* Task prompt
Resume the personal account of how the writer came to Tapping, or Emotional Freedom Technique, picking up after its final sentence.

* Document excerpt
How I got into Tapping, or Emotional Freedom Technique
I began my healing journey in my early twenties, some forty years ago. I felt depressed and anxious. I had severe allergies, migraine headaches, panic attacks, and couldn’t digest the food I ate. I felt suicidal at times, and emotionally numb. I couldn’t feel my body. My mind raced and I couldn’t focus without great tension. I was drowning in negative self-talk and had extremely low self-confidence. I had so much shame, I couldn’t stand up for myself. I spent a lot of time in the fight, flight or freeze response.
I started learning to do bodywork, which involved getting bodywork. I began to feel my body and study energy flows. I trained in Swedish massage and Polarity Energy Balancing. Later, I became a certified Cranial Sacral Therapist.
My deep healing began in my early forties when I entered recovery from childhood abuse. Up until the early 90’s, I’d been suppressing trauma without realizing. When one of my sisters told me that she thought she’d been sexually abused, a door opened for me to heal. Soon after, I realized I had PTSD (post-traumatic stress disorder.)
I did 2 years of exposure therapy. While it helped me uncover and purge childhood feelings and experiences, it was also re-traumatizing me. I began to fear leaving my house. One night, I dreamed that a bird of prey had it’s claws in my shoulders. I called my practitioner the next morning and cancelled with her—forever. Thank goodness a healthy part of me knew that I was safe in my current life, that I was an adult, safe to come and go.
I continued meditation, yoga, tai chi and bodywork. I journaled, wrote poetry, played hand drums and painted—all of which was extremely helpful. But I was still carrying trauma and getting triggered into fight, flight and freeze states.
Later I learned I had C-PTSD (complex PTSD), which is trauma in the first 7 years of life. This is significant because early trauma impacts our developing nervous systems, and the neural pathways in our brains are grooved in patterns developed in response to danger, threat and chaos early in life.

[Free-text object descriptions]

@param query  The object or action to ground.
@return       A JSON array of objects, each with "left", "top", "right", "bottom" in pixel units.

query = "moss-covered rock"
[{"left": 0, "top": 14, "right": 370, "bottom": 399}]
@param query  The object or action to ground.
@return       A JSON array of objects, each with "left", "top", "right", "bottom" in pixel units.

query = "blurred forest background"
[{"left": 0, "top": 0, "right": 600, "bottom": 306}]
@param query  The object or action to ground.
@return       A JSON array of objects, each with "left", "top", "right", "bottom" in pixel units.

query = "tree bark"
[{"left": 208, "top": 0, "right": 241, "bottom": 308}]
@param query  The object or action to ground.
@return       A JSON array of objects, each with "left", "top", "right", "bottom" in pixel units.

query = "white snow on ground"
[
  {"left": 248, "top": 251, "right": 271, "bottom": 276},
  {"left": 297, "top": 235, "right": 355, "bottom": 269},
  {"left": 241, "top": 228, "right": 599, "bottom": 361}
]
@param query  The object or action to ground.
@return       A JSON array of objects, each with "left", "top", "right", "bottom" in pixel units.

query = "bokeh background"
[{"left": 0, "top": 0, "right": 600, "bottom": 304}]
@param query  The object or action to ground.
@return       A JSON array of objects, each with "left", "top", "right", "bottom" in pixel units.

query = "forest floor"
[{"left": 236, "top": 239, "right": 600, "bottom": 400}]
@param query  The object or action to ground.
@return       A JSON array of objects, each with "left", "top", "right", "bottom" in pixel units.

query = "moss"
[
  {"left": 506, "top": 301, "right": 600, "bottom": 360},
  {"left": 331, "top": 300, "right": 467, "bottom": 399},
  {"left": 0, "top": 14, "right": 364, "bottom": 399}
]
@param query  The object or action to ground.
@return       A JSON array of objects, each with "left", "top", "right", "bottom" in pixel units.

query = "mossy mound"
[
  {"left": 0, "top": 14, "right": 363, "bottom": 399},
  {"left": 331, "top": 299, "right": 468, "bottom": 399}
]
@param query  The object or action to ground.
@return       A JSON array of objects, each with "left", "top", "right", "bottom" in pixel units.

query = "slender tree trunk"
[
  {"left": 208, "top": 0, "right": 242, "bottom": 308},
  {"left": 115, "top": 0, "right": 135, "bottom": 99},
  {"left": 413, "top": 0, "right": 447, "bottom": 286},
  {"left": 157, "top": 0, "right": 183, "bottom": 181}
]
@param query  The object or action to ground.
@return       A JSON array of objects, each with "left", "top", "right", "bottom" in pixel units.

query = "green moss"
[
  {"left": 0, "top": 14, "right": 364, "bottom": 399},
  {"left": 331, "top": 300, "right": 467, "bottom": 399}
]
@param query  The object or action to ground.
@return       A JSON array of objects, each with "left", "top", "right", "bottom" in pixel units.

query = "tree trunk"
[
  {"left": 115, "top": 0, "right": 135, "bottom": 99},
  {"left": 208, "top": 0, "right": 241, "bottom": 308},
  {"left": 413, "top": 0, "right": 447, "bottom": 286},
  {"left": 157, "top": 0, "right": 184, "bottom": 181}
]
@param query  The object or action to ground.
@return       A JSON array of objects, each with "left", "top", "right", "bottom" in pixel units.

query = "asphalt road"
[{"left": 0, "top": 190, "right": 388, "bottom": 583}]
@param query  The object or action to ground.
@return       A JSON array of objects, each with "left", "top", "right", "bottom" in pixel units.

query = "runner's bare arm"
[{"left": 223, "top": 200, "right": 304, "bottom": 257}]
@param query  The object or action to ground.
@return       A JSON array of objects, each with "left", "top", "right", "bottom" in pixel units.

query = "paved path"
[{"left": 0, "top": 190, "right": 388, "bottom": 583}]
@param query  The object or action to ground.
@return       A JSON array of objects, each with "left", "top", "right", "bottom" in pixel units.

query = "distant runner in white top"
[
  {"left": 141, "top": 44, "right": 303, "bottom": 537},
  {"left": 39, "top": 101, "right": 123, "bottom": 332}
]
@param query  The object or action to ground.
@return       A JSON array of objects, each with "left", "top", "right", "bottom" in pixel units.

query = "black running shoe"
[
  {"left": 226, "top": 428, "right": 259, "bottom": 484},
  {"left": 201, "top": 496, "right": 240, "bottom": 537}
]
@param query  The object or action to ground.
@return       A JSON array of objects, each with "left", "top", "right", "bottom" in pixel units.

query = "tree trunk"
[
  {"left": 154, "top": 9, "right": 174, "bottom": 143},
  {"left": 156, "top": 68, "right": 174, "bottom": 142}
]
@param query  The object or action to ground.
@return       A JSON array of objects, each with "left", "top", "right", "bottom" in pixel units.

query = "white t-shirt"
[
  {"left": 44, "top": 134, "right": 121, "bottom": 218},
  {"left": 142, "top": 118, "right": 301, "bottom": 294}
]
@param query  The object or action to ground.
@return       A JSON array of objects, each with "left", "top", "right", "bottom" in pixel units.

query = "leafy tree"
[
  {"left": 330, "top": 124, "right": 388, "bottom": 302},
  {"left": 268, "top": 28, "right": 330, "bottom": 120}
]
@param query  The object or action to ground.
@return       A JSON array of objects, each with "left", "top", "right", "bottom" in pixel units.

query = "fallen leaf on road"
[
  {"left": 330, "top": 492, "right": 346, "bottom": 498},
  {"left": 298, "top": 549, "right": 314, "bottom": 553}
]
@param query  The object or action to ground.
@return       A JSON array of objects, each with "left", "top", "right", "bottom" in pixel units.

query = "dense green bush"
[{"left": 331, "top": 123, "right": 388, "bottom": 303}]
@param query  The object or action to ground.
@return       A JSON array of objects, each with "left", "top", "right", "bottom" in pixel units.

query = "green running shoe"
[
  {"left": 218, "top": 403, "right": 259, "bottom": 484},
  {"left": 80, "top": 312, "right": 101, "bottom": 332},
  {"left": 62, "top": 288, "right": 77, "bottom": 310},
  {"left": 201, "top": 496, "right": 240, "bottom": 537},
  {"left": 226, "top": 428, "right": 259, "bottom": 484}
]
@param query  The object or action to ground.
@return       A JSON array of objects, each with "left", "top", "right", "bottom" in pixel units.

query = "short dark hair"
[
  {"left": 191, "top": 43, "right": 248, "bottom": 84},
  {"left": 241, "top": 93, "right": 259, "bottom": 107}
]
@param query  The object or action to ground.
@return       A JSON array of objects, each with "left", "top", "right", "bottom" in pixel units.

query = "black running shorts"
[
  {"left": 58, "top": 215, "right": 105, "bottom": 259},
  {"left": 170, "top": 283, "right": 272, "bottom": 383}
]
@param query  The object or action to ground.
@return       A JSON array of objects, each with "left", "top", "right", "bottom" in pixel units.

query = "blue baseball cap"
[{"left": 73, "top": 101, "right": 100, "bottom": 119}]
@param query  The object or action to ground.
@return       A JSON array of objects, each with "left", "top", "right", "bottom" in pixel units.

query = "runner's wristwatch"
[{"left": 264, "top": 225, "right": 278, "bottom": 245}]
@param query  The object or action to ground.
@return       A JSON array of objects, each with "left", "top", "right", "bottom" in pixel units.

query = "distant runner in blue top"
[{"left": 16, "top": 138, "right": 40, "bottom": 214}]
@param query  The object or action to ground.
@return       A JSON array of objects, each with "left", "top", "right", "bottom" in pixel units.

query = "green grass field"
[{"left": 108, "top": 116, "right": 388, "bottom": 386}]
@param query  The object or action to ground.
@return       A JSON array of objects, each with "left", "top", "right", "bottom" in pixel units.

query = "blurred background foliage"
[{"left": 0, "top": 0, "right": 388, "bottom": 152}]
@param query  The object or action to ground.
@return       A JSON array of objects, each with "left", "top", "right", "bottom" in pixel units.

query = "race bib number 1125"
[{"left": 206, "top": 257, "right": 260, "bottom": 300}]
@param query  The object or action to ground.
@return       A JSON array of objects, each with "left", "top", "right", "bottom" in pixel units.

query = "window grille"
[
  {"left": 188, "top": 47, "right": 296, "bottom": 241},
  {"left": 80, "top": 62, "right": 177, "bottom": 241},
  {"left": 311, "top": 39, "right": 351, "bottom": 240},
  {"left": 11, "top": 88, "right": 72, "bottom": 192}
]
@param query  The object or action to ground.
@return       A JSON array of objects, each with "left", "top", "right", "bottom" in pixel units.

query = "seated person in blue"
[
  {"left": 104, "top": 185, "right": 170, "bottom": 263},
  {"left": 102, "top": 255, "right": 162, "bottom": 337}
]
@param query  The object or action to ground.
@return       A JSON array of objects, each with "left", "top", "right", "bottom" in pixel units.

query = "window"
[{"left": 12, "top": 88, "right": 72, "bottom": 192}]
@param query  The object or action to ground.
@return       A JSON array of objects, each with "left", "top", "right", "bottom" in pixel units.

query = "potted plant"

* Expected answer
I did psychotherapy with a renowned trauma specialist. It was somewhat helpful—except I felt I had to crawl into a box to work with her. I’m an artist and intuitive, and she had no background in working with right-brain ways of processing. She couldn’t relate to the metaphysical experiences I had—the shared death experience, the kundalini crisis… Soon, I was out on my own again, searching and trying one practitioner after another. Along the way, I studied at the Jung Center and worked with a Jungian therapist. Again, helpful—but it didn’t change my neurobiology from traumatized to peaceful.
For years, therapists who heard my story told me I was incredibly resilient. I didn’t feel resilient back then; I felt I was trudging up an endless hill, then sliding back down, like the myth of Sisyphus.
EFT was the first modality to thoroughly reset my nervous system. A friend introduced me by guiding me through a session. It was so helpful that I decided to take the training. I spent 3 months doing an online course, and then attended a 10-day retreat, where we tapped and learned to facilitate taps for our peers.
Tapping allowed me to access the depth I needed to work through the turmoil inside. I cried when I needed to, laughed when it bubbled up, and shared what I’d never told anyone, without fear of being judged, censored, or abandoned. It was a magical experience to go to the dark places within me, while being witnessed and cared for by a loving, supportive guide. Tapping freed me.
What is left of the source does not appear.